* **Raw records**
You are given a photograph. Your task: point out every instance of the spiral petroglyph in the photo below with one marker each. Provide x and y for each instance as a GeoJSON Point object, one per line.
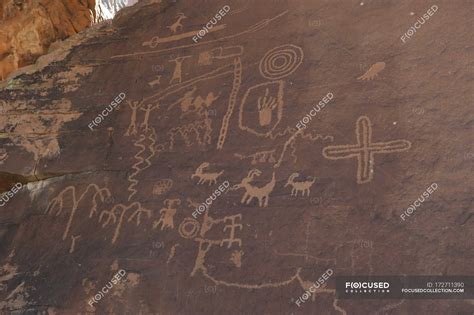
{"type": "Point", "coordinates": [281, 61]}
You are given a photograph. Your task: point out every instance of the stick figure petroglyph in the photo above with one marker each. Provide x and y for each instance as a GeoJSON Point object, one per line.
{"type": "Point", "coordinates": [177, 25]}
{"type": "Point", "coordinates": [177, 78]}
{"type": "Point", "coordinates": [167, 214]}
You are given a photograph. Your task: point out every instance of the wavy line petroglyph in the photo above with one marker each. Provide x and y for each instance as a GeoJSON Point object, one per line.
{"type": "Point", "coordinates": [142, 162]}
{"type": "Point", "coordinates": [281, 61]}
{"type": "Point", "coordinates": [59, 203]}
{"type": "Point", "coordinates": [373, 71]}
{"type": "Point", "coordinates": [365, 150]}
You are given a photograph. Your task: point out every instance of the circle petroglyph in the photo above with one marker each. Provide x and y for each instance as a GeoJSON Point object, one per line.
{"type": "Point", "coordinates": [281, 61]}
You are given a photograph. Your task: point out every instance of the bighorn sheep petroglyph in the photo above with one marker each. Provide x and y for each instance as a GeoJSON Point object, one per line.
{"type": "Point", "coordinates": [303, 187]}
{"type": "Point", "coordinates": [261, 193]}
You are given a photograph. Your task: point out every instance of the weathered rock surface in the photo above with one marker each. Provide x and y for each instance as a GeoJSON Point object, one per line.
{"type": "Point", "coordinates": [29, 27]}
{"type": "Point", "coordinates": [120, 194]}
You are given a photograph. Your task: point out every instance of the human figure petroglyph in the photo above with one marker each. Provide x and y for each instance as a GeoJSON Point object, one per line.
{"type": "Point", "coordinates": [132, 128]}
{"type": "Point", "coordinates": [138, 213]}
{"type": "Point", "coordinates": [177, 73]}
{"type": "Point", "coordinates": [177, 24]}
{"type": "Point", "coordinates": [73, 243]}
{"type": "Point", "coordinates": [210, 178]}
{"type": "Point", "coordinates": [365, 150]}
{"type": "Point", "coordinates": [156, 40]}
{"type": "Point", "coordinates": [265, 106]}
{"type": "Point", "coordinates": [201, 129]}
{"type": "Point", "coordinates": [232, 227]}
{"type": "Point", "coordinates": [189, 103]}
{"type": "Point", "coordinates": [302, 186]}
{"type": "Point", "coordinates": [3, 156]}
{"type": "Point", "coordinates": [58, 202]}
{"type": "Point", "coordinates": [251, 192]}
{"type": "Point", "coordinates": [167, 214]}
{"type": "Point", "coordinates": [110, 216]}
{"type": "Point", "coordinates": [236, 258]}
{"type": "Point", "coordinates": [147, 111]}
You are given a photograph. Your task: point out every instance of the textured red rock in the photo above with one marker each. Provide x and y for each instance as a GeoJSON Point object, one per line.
{"type": "Point", "coordinates": [299, 203]}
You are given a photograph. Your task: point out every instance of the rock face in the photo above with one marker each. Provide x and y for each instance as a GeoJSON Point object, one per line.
{"type": "Point", "coordinates": [165, 168]}
{"type": "Point", "coordinates": [29, 27]}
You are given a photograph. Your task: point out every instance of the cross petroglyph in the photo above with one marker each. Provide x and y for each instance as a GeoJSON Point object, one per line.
{"type": "Point", "coordinates": [364, 150]}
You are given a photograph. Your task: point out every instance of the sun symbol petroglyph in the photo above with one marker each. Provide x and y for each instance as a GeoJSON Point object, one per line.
{"type": "Point", "coordinates": [281, 61]}
{"type": "Point", "coordinates": [301, 186]}
{"type": "Point", "coordinates": [251, 192]}
{"type": "Point", "coordinates": [364, 150]}
{"type": "Point", "coordinates": [373, 71]}
{"type": "Point", "coordinates": [210, 178]}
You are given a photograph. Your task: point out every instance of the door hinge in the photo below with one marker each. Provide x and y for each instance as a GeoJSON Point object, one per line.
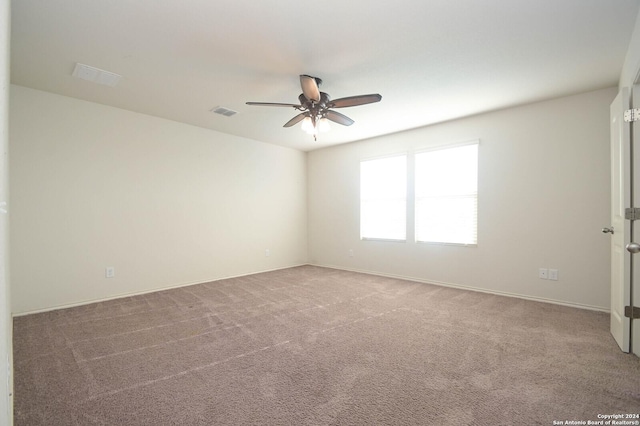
{"type": "Point", "coordinates": [632, 115]}
{"type": "Point", "coordinates": [632, 213]}
{"type": "Point", "coordinates": [632, 312]}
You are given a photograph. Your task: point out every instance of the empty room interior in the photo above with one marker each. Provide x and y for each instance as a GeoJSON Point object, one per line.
{"type": "Point", "coordinates": [434, 249]}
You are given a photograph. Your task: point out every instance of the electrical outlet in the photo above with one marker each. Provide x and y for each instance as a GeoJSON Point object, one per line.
{"type": "Point", "coordinates": [110, 272]}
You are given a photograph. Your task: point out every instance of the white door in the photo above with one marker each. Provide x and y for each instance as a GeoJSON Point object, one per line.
{"type": "Point", "coordinates": [635, 277]}
{"type": "Point", "coordinates": [621, 236]}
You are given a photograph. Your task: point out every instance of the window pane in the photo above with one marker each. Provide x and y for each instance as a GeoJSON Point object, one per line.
{"type": "Point", "coordinates": [383, 198]}
{"type": "Point", "coordinates": [447, 195]}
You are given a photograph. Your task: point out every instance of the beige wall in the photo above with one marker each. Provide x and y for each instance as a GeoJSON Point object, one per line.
{"type": "Point", "coordinates": [164, 203]}
{"type": "Point", "coordinates": [6, 410]}
{"type": "Point", "coordinates": [631, 68]}
{"type": "Point", "coordinates": [543, 198]}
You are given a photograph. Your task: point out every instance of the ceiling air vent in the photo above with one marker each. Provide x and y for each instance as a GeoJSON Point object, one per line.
{"type": "Point", "coordinates": [96, 75]}
{"type": "Point", "coordinates": [224, 111]}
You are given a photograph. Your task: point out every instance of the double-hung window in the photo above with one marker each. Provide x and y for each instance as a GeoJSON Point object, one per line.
{"type": "Point", "coordinates": [444, 182]}
{"type": "Point", "coordinates": [383, 198]}
{"type": "Point", "coordinates": [446, 195]}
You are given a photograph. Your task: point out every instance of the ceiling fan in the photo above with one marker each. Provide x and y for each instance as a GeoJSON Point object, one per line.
{"type": "Point", "coordinates": [316, 106]}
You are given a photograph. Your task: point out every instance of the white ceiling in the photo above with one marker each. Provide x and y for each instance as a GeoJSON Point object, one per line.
{"type": "Point", "coordinates": [431, 61]}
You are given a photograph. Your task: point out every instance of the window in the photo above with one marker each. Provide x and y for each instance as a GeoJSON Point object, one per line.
{"type": "Point", "coordinates": [446, 195]}
{"type": "Point", "coordinates": [383, 198]}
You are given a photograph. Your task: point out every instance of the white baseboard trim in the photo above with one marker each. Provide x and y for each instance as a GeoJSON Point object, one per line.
{"type": "Point", "coordinates": [471, 288]}
{"type": "Point", "coordinates": [137, 293]}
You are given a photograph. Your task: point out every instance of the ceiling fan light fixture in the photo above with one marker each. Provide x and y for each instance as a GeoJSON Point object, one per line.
{"type": "Point", "coordinates": [307, 125]}
{"type": "Point", "coordinates": [323, 125]}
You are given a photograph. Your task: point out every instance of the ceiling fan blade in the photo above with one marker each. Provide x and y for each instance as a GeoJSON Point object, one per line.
{"type": "Point", "coordinates": [310, 88]}
{"type": "Point", "coordinates": [295, 120]}
{"type": "Point", "coordinates": [355, 101]}
{"type": "Point", "coordinates": [273, 104]}
{"type": "Point", "coordinates": [338, 118]}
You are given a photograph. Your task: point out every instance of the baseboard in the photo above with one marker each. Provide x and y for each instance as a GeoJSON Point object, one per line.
{"type": "Point", "coordinates": [137, 293]}
{"type": "Point", "coordinates": [471, 288]}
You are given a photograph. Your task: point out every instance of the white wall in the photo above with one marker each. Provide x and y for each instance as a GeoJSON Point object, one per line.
{"type": "Point", "coordinates": [164, 203]}
{"type": "Point", "coordinates": [6, 410]}
{"type": "Point", "coordinates": [631, 67]}
{"type": "Point", "coordinates": [543, 198]}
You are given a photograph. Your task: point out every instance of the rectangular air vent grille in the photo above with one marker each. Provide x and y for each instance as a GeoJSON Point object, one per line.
{"type": "Point", "coordinates": [224, 111]}
{"type": "Point", "coordinates": [96, 75]}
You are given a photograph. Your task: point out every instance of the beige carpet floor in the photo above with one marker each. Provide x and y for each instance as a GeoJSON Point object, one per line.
{"type": "Point", "coordinates": [317, 346]}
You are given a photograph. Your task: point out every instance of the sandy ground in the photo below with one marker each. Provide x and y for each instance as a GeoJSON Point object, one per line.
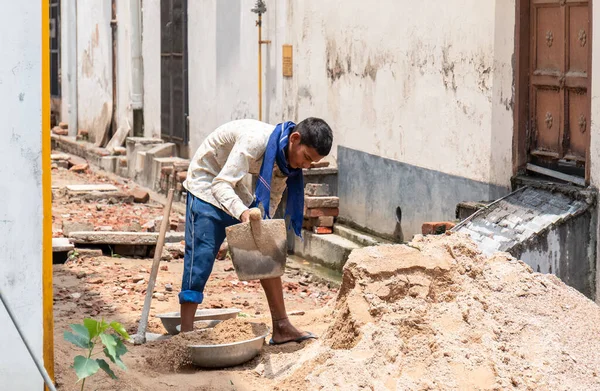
{"type": "Point", "coordinates": [104, 287]}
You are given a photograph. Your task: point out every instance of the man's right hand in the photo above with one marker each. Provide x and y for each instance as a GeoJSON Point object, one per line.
{"type": "Point", "coordinates": [251, 214]}
{"type": "Point", "coordinates": [245, 217]}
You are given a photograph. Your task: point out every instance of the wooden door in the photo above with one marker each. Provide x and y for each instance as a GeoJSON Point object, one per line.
{"type": "Point", "coordinates": [559, 99]}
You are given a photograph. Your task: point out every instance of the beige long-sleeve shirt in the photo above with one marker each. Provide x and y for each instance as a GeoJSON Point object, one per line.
{"type": "Point", "coordinates": [226, 156]}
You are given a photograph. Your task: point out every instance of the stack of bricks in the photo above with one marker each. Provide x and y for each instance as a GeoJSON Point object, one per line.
{"type": "Point", "coordinates": [173, 177]}
{"type": "Point", "coordinates": [319, 209]}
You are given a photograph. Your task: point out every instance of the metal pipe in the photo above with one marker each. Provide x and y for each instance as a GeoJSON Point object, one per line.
{"type": "Point", "coordinates": [260, 8]}
{"type": "Point", "coordinates": [37, 362]}
{"type": "Point", "coordinates": [137, 70]}
{"type": "Point", "coordinates": [71, 6]}
{"type": "Point", "coordinates": [260, 67]}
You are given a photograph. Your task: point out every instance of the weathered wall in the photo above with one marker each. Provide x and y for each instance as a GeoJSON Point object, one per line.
{"type": "Point", "coordinates": [21, 189]}
{"type": "Point", "coordinates": [568, 251]}
{"type": "Point", "coordinates": [94, 57]}
{"type": "Point", "coordinates": [223, 66]}
{"type": "Point", "coordinates": [151, 56]}
{"type": "Point", "coordinates": [124, 114]}
{"type": "Point", "coordinates": [427, 83]}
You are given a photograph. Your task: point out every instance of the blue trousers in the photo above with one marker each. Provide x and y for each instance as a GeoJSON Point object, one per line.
{"type": "Point", "coordinates": [204, 233]}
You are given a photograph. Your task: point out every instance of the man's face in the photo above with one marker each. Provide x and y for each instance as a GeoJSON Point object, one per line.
{"type": "Point", "coordinates": [301, 156]}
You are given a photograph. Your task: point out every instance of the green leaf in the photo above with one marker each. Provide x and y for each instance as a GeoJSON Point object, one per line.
{"type": "Point", "coordinates": [93, 327]}
{"type": "Point", "coordinates": [110, 343]}
{"type": "Point", "coordinates": [118, 327]}
{"type": "Point", "coordinates": [81, 330]}
{"type": "Point", "coordinates": [121, 348]}
{"type": "Point", "coordinates": [116, 360]}
{"type": "Point", "coordinates": [106, 368]}
{"type": "Point", "coordinates": [85, 367]}
{"type": "Point", "coordinates": [77, 340]}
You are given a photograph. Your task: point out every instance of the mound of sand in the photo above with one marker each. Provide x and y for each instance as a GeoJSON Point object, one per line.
{"type": "Point", "coordinates": [437, 315]}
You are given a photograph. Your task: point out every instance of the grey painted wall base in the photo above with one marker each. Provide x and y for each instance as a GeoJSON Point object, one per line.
{"type": "Point", "coordinates": [371, 188]}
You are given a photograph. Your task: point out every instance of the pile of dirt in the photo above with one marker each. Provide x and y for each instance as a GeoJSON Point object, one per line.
{"type": "Point", "coordinates": [172, 355]}
{"type": "Point", "coordinates": [437, 315]}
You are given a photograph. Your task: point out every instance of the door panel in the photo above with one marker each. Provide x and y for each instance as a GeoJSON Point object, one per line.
{"type": "Point", "coordinates": [559, 80]}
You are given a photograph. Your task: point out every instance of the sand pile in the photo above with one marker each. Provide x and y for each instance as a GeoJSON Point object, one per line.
{"type": "Point", "coordinates": [172, 355]}
{"type": "Point", "coordinates": [437, 315]}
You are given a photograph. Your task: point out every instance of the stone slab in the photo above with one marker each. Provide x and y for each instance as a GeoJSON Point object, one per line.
{"type": "Point", "coordinates": [90, 188]}
{"type": "Point", "coordinates": [321, 202]}
{"type": "Point", "coordinates": [125, 238]}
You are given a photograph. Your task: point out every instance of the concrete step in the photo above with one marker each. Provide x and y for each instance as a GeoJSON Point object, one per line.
{"type": "Point", "coordinates": [358, 237]}
{"type": "Point", "coordinates": [329, 250]}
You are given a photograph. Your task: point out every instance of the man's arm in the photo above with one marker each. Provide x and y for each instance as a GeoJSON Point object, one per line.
{"type": "Point", "coordinates": [233, 171]}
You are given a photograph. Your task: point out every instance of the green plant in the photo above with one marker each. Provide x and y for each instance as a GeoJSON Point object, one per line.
{"type": "Point", "coordinates": [87, 336]}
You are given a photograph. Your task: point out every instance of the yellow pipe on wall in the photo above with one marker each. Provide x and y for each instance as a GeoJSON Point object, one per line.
{"type": "Point", "coordinates": [260, 43]}
{"type": "Point", "coordinates": [47, 297]}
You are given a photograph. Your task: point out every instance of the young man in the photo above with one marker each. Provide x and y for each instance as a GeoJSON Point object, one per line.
{"type": "Point", "coordinates": [217, 199]}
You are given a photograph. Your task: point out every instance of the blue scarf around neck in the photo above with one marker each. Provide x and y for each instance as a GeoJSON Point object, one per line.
{"type": "Point", "coordinates": [275, 153]}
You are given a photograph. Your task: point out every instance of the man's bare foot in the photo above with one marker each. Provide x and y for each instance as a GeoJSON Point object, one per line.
{"type": "Point", "coordinates": [284, 331]}
{"type": "Point", "coordinates": [222, 254]}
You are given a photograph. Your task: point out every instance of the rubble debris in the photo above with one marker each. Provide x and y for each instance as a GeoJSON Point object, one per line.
{"type": "Point", "coordinates": [126, 238]}
{"type": "Point", "coordinates": [436, 228]}
{"type": "Point", "coordinates": [74, 226]}
{"type": "Point", "coordinates": [321, 202]}
{"type": "Point", "coordinates": [140, 196]}
{"type": "Point", "coordinates": [80, 168]}
{"type": "Point", "coordinates": [437, 314]}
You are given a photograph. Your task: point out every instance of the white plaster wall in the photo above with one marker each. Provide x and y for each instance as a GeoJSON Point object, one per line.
{"type": "Point", "coordinates": [151, 61]}
{"type": "Point", "coordinates": [428, 83]}
{"type": "Point", "coordinates": [20, 186]}
{"type": "Point", "coordinates": [94, 54]}
{"type": "Point", "coordinates": [124, 115]}
{"type": "Point", "coordinates": [223, 64]}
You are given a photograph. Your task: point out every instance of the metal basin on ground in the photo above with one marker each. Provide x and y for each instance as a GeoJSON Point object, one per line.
{"type": "Point", "coordinates": [226, 355]}
{"type": "Point", "coordinates": [173, 319]}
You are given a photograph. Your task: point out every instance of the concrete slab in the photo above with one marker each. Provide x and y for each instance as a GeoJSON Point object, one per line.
{"type": "Point", "coordinates": [329, 250]}
{"type": "Point", "coordinates": [358, 237]}
{"type": "Point", "coordinates": [61, 245]}
{"type": "Point", "coordinates": [125, 238]}
{"type": "Point", "coordinates": [91, 188]}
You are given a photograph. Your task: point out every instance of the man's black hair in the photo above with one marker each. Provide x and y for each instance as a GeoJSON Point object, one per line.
{"type": "Point", "coordinates": [315, 133]}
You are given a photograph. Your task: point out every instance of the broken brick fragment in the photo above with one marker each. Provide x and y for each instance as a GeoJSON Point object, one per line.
{"type": "Point", "coordinates": [140, 196]}
{"type": "Point", "coordinates": [318, 212]}
{"type": "Point", "coordinates": [316, 189]}
{"type": "Point", "coordinates": [323, 230]}
{"type": "Point", "coordinates": [80, 168]}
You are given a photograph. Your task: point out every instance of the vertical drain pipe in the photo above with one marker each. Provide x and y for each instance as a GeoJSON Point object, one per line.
{"type": "Point", "coordinates": [260, 8]}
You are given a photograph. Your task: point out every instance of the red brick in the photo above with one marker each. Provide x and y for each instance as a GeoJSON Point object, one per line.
{"type": "Point", "coordinates": [60, 131]}
{"type": "Point", "coordinates": [80, 168]}
{"type": "Point", "coordinates": [321, 202]}
{"type": "Point", "coordinates": [323, 221]}
{"type": "Point", "coordinates": [436, 228]}
{"type": "Point", "coordinates": [318, 212]}
{"type": "Point", "coordinates": [181, 176]}
{"type": "Point", "coordinates": [323, 230]}
{"type": "Point", "coordinates": [140, 196]}
{"type": "Point", "coordinates": [317, 189]}
{"type": "Point", "coordinates": [319, 164]}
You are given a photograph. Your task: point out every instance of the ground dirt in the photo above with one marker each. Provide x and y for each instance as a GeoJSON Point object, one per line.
{"type": "Point", "coordinates": [431, 315]}
{"type": "Point", "coordinates": [104, 287]}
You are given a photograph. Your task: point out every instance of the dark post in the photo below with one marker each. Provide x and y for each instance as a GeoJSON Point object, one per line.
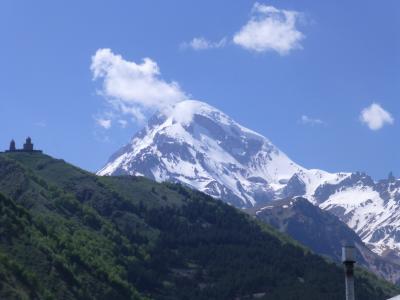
{"type": "Point", "coordinates": [12, 146]}
{"type": "Point", "coordinates": [348, 262]}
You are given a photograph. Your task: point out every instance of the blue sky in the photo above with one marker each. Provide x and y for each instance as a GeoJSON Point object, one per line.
{"type": "Point", "coordinates": [305, 93]}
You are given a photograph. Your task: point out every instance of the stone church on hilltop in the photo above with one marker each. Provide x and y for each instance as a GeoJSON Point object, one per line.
{"type": "Point", "coordinates": [27, 147]}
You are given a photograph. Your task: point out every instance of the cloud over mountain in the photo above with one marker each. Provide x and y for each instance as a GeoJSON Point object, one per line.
{"type": "Point", "coordinates": [270, 29]}
{"type": "Point", "coordinates": [133, 88]}
{"type": "Point", "coordinates": [375, 117]}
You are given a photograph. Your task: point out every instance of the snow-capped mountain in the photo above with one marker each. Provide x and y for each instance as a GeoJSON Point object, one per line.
{"type": "Point", "coordinates": [197, 145]}
{"type": "Point", "coordinates": [323, 233]}
{"type": "Point", "coordinates": [200, 146]}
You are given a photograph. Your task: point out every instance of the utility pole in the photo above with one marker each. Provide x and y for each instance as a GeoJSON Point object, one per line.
{"type": "Point", "coordinates": [348, 259]}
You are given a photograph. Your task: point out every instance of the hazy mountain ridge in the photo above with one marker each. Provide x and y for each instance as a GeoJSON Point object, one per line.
{"type": "Point", "coordinates": [322, 232]}
{"type": "Point", "coordinates": [67, 234]}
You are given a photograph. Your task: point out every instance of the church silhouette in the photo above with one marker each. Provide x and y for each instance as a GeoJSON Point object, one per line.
{"type": "Point", "coordinates": [28, 147]}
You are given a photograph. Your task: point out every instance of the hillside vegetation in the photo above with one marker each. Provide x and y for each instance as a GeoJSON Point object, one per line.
{"type": "Point", "coordinates": [68, 234]}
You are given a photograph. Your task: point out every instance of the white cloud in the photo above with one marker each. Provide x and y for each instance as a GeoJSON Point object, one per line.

* **SHORT PROBLEM**
Return, unchanged, each line from the line containing "of the utility" through the last line of the material.

* **RESULT OF THIS EXERCISE**
You are given a photograph. Your task: point out every instance of the utility pole in the photo above with one marker each. Provide x and y for each instance as a GeoJSON Point object, one per line.
{"type": "Point", "coordinates": [348, 259]}
You are given a photograph. Your task: point out every instance of the hazy mountain ridge in the photo above with one marker each. Provide x and y for each instance as a GeoJSON Point object, one per line.
{"type": "Point", "coordinates": [322, 232]}
{"type": "Point", "coordinates": [67, 234]}
You are given a photograph. Your task: point out every instance of the church silhouette in the photo above with one marker each. Provide x and y for each instance as a GeoJSON Point object, one per line.
{"type": "Point", "coordinates": [28, 147]}
You are given a photograph. Your task: point out every instance of the hillside vegetation in the photo above with one marker each. Provide x and y for each instance as a GeoJSON Point object, one per line.
{"type": "Point", "coordinates": [68, 234]}
You are given a photograph. Your task: point out every instance of the white cloud in the photo above with one marker each. Provide x and y for each instance as a GeoJSON Point object, one per line.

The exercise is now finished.